* begin Data provided *

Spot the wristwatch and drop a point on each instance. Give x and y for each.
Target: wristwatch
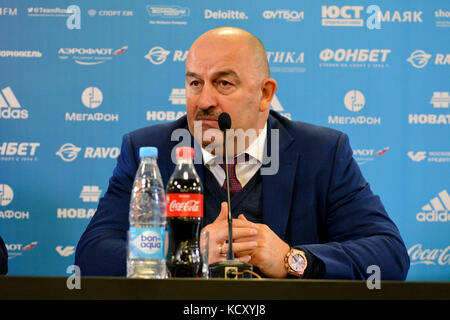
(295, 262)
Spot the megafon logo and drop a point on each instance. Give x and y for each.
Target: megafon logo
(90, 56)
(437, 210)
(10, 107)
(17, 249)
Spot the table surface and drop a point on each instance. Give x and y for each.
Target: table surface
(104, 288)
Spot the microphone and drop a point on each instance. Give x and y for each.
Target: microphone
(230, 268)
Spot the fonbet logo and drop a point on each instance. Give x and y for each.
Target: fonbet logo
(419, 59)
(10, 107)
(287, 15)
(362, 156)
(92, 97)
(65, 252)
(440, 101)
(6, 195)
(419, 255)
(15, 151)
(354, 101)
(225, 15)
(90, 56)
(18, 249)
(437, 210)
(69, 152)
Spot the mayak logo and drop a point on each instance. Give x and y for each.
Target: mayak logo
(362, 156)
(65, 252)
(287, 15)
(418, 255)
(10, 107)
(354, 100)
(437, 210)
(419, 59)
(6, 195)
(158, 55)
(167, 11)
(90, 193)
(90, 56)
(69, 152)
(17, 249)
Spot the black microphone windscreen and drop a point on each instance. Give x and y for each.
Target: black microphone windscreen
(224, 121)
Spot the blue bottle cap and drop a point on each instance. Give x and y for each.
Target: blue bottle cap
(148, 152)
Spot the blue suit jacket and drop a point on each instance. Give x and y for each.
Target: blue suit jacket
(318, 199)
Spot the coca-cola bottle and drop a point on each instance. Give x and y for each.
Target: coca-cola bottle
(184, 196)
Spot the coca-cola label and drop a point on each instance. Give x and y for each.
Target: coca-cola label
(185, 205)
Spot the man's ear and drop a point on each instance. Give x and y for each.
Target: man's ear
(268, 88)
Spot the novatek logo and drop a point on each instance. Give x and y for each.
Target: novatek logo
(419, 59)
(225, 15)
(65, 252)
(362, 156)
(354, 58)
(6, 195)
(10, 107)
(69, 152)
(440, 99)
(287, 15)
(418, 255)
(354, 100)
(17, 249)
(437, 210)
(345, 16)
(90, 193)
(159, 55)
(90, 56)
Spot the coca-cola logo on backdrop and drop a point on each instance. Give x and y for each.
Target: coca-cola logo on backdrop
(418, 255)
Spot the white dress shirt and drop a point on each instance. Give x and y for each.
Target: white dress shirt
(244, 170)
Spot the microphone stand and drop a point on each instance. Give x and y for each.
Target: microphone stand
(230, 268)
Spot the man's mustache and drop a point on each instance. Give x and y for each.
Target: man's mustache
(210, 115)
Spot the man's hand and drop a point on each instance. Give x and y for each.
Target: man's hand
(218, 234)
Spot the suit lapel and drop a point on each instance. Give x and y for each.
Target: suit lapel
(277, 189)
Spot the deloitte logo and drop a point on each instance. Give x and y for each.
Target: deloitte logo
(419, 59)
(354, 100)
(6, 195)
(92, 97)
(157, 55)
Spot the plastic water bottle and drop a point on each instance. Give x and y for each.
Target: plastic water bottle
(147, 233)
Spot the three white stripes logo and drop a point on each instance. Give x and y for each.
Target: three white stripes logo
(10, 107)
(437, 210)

* end Data provided *

Challenge:
Rewrite all of the data above, replacing "drop a point" with "place a mark" and keeping everything else the same. Leave the pictures out.

The completed task:
Spot the wristwatch and place a mark on each instance. Give x and y for each.
Target: wristwatch
(295, 262)
Spot the megafon logo and place a mark on each instance. Give x and y for each.
Target: megafon logo
(90, 56)
(437, 210)
(10, 107)
(17, 249)
Spot the table surface and place a mark on each instance. Give x and y for each.
Target: table surface
(104, 288)
Spot the microphone and place a mark on each instance. Give x and y for each.
Target: microphone
(230, 268)
Spot the fonbet logo and place a mark on each instance. Give x and y for each.
Target: fonbet logo
(419, 59)
(10, 107)
(287, 15)
(362, 156)
(92, 97)
(65, 252)
(440, 101)
(6, 195)
(419, 255)
(15, 151)
(354, 101)
(225, 15)
(90, 56)
(18, 249)
(437, 210)
(69, 152)
Spot the mayak logo and place a mark on each instance. Give x and y for each.
Target: mayak logo
(362, 156)
(65, 252)
(287, 15)
(418, 255)
(10, 107)
(354, 100)
(437, 210)
(419, 59)
(6, 195)
(158, 55)
(167, 11)
(90, 193)
(90, 56)
(69, 152)
(17, 249)
Spot the black microphone windscreen and place a mark on each instance. Give x and y for each.
Target: black microphone windscreen
(224, 121)
Spot the blue bottle cap and place a mark on each instance. Give x and y for each.
Target: blue bottle cap
(148, 152)
Spot the blue suit jacket and place a mark on each instance. Give x and y for each.
Target: blue suit jacket
(318, 199)
Spot the coca-cola bottle and place a mark on each instance. Give x and y for each.
Target: coca-cola bottle
(184, 196)
Spot the coca-cola label and place a mark on each instance. Give x and y for each.
Target: coca-cola label
(185, 205)
Spot the man's ear and place a mark on each instance. Give x and y for each.
Target: man's ear
(268, 88)
Spot the novatek logo and place a mark on each instance. Give x and y for each.
Target: novatek logo
(419, 59)
(225, 15)
(65, 252)
(362, 156)
(354, 58)
(6, 195)
(10, 107)
(69, 152)
(440, 99)
(287, 15)
(418, 255)
(354, 100)
(17, 249)
(437, 210)
(345, 16)
(90, 193)
(159, 55)
(90, 56)
Spot the coca-cola logo on backdrop and place a mark on each instance. Give x and y for each.
Target: coca-cola logo on backdrop
(418, 255)
Spot the white dress shirt and place a mark on each instance. Give x and y for each.
Target: white dress shirt
(244, 170)
Spot the microphone stand and place a mark on each instance. Give x and y for each.
Target: microphone stand
(230, 268)
Spot the man's mustache and place a mark on each instance. Give x and y for each.
Target: man's mustache
(210, 115)
Spot the man's hand and place a mark on each instance. Give x and y for each.
Target: man's hand
(218, 234)
Spot the suit lapel and place a mark on each instance. Give x and y for each.
Target: suit lapel
(277, 189)
Spot the deloitte logo and place a mark on each instance. Give x and y for each.
Target: deloitte logo
(419, 59)
(354, 100)
(6, 195)
(92, 97)
(157, 55)
Spot the plastic water bottle and place a mark on each instance. Give x and y for each.
Target: plastic water bottle
(147, 233)
Spot the three white stripes logo and place a mark on each instance. Give x and y for each.
Target: three white stripes logo
(10, 107)
(437, 210)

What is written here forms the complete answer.